Copy out each line of the material below with no changes.

--*--

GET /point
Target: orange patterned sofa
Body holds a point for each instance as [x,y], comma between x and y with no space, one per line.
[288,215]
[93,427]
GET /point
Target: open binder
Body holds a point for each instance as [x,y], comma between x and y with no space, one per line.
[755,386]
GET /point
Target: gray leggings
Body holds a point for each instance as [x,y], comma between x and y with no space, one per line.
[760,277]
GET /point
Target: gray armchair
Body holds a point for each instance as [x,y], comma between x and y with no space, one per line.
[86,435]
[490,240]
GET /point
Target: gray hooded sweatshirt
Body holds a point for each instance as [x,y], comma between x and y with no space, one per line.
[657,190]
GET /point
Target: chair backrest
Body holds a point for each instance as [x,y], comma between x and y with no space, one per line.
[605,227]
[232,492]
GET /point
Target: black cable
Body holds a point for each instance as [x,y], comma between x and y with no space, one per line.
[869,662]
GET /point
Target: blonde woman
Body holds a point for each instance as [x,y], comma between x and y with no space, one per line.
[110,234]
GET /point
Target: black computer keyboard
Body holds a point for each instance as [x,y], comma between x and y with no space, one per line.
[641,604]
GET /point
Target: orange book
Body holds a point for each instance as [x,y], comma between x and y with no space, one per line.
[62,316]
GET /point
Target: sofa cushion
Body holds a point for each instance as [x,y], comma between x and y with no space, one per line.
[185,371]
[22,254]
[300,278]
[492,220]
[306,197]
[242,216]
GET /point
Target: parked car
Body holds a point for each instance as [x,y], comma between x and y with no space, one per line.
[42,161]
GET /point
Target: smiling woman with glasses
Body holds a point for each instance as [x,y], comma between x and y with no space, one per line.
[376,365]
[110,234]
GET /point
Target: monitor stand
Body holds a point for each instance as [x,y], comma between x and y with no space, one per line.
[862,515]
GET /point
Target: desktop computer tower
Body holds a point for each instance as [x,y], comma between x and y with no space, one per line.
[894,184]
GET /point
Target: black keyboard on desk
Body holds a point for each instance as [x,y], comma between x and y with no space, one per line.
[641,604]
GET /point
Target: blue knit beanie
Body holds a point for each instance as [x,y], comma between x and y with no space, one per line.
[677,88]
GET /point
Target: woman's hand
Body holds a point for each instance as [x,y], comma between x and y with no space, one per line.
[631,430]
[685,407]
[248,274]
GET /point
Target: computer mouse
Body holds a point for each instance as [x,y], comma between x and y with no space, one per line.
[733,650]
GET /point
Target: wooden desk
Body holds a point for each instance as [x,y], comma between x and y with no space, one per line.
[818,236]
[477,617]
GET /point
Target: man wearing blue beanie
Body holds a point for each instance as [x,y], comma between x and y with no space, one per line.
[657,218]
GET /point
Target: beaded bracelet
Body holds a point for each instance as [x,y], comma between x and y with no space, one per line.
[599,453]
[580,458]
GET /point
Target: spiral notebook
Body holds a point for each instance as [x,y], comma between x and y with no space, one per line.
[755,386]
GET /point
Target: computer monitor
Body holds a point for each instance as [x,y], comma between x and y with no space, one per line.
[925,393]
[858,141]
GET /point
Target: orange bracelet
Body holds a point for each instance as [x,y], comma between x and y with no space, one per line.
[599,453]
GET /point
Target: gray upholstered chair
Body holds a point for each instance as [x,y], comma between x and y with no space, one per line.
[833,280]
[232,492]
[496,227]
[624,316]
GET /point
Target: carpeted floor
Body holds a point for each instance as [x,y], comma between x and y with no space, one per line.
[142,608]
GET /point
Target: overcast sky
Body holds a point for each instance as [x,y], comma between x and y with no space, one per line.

--*--

▸ RESULT:
GET /point
Target: orange patterned sofa
Body holds a point for each instance as [x,y], comma between x and y with no space, one per line.
[288,215]
[93,427]
GET /point
Target: open binder
Body holds a point for each instance as [x,y], comma between x and y with no space, one per line.
[755,386]
GET /point
Target: gray leggings
Body holds a point for each instance as [x,y], comma between x and y with no space, one per line.
[760,277]
GET /point
Target: gray armchair
Body holds a point for each instance as [x,y], comma between x and y with no space, one per line.
[86,435]
[490,240]
GET /point
Target: gray hooded sweatshirt
Body holds a point for each instance as [x,y], comma between x and y with no space, one per line.
[657,190]
GET /point
Target: chair backrest
Body holds a point for each instance as [x,y], comma between x and y with no space, one per line.
[605,227]
[232,492]
GET /point
Target: black cable
Body holds a point for each instance as [x,y], comma between x and y with no space, one per line.
[869,662]
GET /point
Target: blonde woman
Body holds a point for each instance as [x,y], comma between x and y with no space, one per line.
[110,234]
GET /point
Target: black computer keyboard
Body holds a point for each instance as [x,y], comma between x and y with no space, one per line.
[641,604]
GET /point
Target: orange book
Body holds a point for each instance as [x,y], comma between x and y with no space, one per line.
[62,316]
GET /point
Target: sofa cushion
Body holds a point for each instance as [x,y], comma between x and y with no space, one per line.
[185,371]
[22,254]
[300,278]
[492,220]
[306,197]
[242,216]
GET /point
Target: parked car
Body holds a point for each instance as [x,y], comma between x and y with no space, one per line.
[42,161]
GET /point
Target: smiling woman with glasses
Body holds a point for each instance as [x,y], comma between x and y with no space, one per line.
[376,365]
[110,234]
GET /point
Target: monitor stand
Body holds a point for each instance as [x,y], comma between x and y with no space, one per line.
[862,515]
GET /point
Target: desktop computer tower
Body holds a point for each instance as [x,y], comma between x and y with no space, one per line.
[894,184]
GET /point
Target: black keyboard on desk
Body holds a point for each instance as [x,y], comma between x and y with no space, one per line.
[641,604]
GET /point
Target: blue knit beanie
Body holds a point for each instance as [x,y], comma between x and y with no space, one per line.
[677,88]
GET /point
Target: woman's hand
Body holds a point for each instance as [x,y], comma between x and y with no space, one per line.
[631,430]
[685,407]
[248,274]
GET /point
Target: computer mouse
Body holds a point for each instance as [x,y], comma between x and y with no space, one per line.
[733,650]
GET /point
Target: wooden desk
Body holds a point for each instance as [x,y], comma between x and y with no space, one per line.
[818,236]
[477,617]
GET /point
Target: man wearing blue beanie
Body holds a point for each instance as [x,y], comma between x and y with no space, one per line.
[657,218]
GET /point
Target: beaded bracelet
Body holds a point for each instance as [x,y], comma between x and y with no space, one per line.
[599,453]
[580,458]
GET /point
Target: spiral notebook
Body holds a point for each instance as [x,y], comma between x and y with no space, one per line.
[755,386]
GET /point
Target: computer monitor
Body holds a point for each instance as [x,y], comma between x and y with no space, one per line.
[925,393]
[858,141]
GET /point
Target: orange bracelet
Body holds a point for each instance as [x,y], comma between x and y with no space, one per line.
[599,453]
GET /point
Target: gray upholstered chair
Body holds a point for each instance as [x,y], comma between x and y with no space, one per line.
[833,280]
[232,492]
[496,227]
[624,316]
GET /point
Target: carpeted floor
Body holds a point for each instance as [x,y], comma between x and y with no space, one per line.
[142,608]
GET /point
Target: overcast sky
Body holds a point for each instance as [x,y], comma between x and y with no space, one per line.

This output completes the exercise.